• What you should do: In the immunotransplantation figure legends, on what day after transplantation did recipient mice receive the high-dose tumor challenge?

• Text excerpt:
Immunotransplantation of CD8 T cells is both necessary and sufficient for tumor protection. (A) Donor mice received CpG/CTX vaccination, and splenocyte cell subsets were purified from CpG/CTX vaccinated donors using mAb-conjugated ferromagnetic beads to either positively select or deplete specific populations. (B) Resulting populations were gated on live lymphocytes, and purity was assessed by flow cytometry. (C) CpG/CTX donor splenocyte subsets were used in immunotransplantation as described. Recipient mice received high-dose tumor challenge on day 3 after transplantation and were followed for bidimensional tumor size. Proportions of tumor-free mice are indicated. One mouse in the “CD4+CD8” group died within a week after transplantation but still had palpable tumor.

Figure 5

Donor requirements to transfer antitumor immunity. (A) Donor mice received no treatment, A20 tumor challenge, A20 tumor challenge followed by CTX, or A20 tumor challenge followed by CTX and intratumoral CpG. On day 0 (7 days after the completion of the CpG/CTX vaccine), recipient mice received 9 Gy of TBI followed by 5 × 106 BM cells and splenocytes from donors. One group received a simultaneous boost of 106 A20 cells, which were cultured with CpG-1826 at 3 μg/mL for 72 hours, then irradiated (50 Gy). On day 3 after transplantation, all cohorts of mice received high-dose tumor challenge. (B) On day 15, posttransplantation/transfer mice were bled and assayed by flow cytometry for tumor-specific CD8 T-cell responses as described. Indicated are the percentage of IFN-γ–producing CD8+ live lymphocytes (n = 3 per cohort). (C) Cohorts of mice were followed for bidimensional tumor size, and proportions of tumor-free mice are indicated. One mouse in the “no treatment donor” cohort (first column) showed minimal subcutaneous growth but manifested systemic disease (with hind-limb paralysis) and was killed on day 30.

Figure 6

Immunotransplantation-induced tumor immunity increases with time and with serial transplantations. (A) Donor mice received CpG/CTX vaccination, and recipient mice received TBI. (B) Donor splenocytes and BM were transferred to recipients that received 900, 600, or 300 cGy as depicted. (C) Recipient mice received 900 cGy of TBI followed by 5 × 106 BM cells and splenocytes from donors at donor/recipient ratios of 1:1, 1:4, or 1:8, as depicted. (B,C) Recipient mice received high-dose tumor challenge on day 3 after transplantation and were followed for bidimensional tumor size. Proportions of tumor-free mice are indicated. (D) Serial immunotransplantation. Cured immunotransplantation recipients from experiments conducted as in panel A were subsequently used as donors in a serial immunotransplantation. Secondary recipients received either no irradiation or 900 cGy of TBI as depicted, followed by 5 × 106 BM cells and splenocytes from cured immunotransplantation mice. On day 3 after (secondary) transplantation, recipients were challenged with 107 A20 cells subcutaneously and (E) followed for tumor growth.

• Data segment:

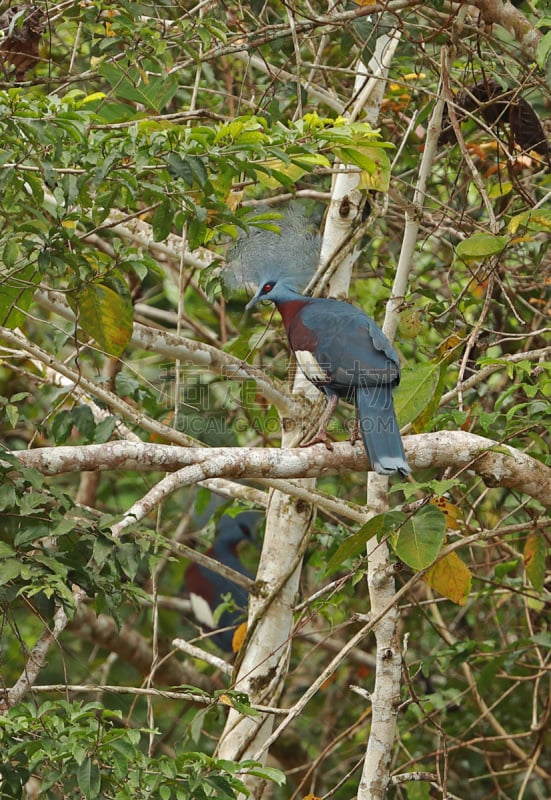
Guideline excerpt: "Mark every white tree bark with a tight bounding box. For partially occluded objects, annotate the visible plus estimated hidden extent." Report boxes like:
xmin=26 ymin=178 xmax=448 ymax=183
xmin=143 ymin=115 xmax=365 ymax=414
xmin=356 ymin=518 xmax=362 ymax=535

• Solution: Day 3 after transplantation.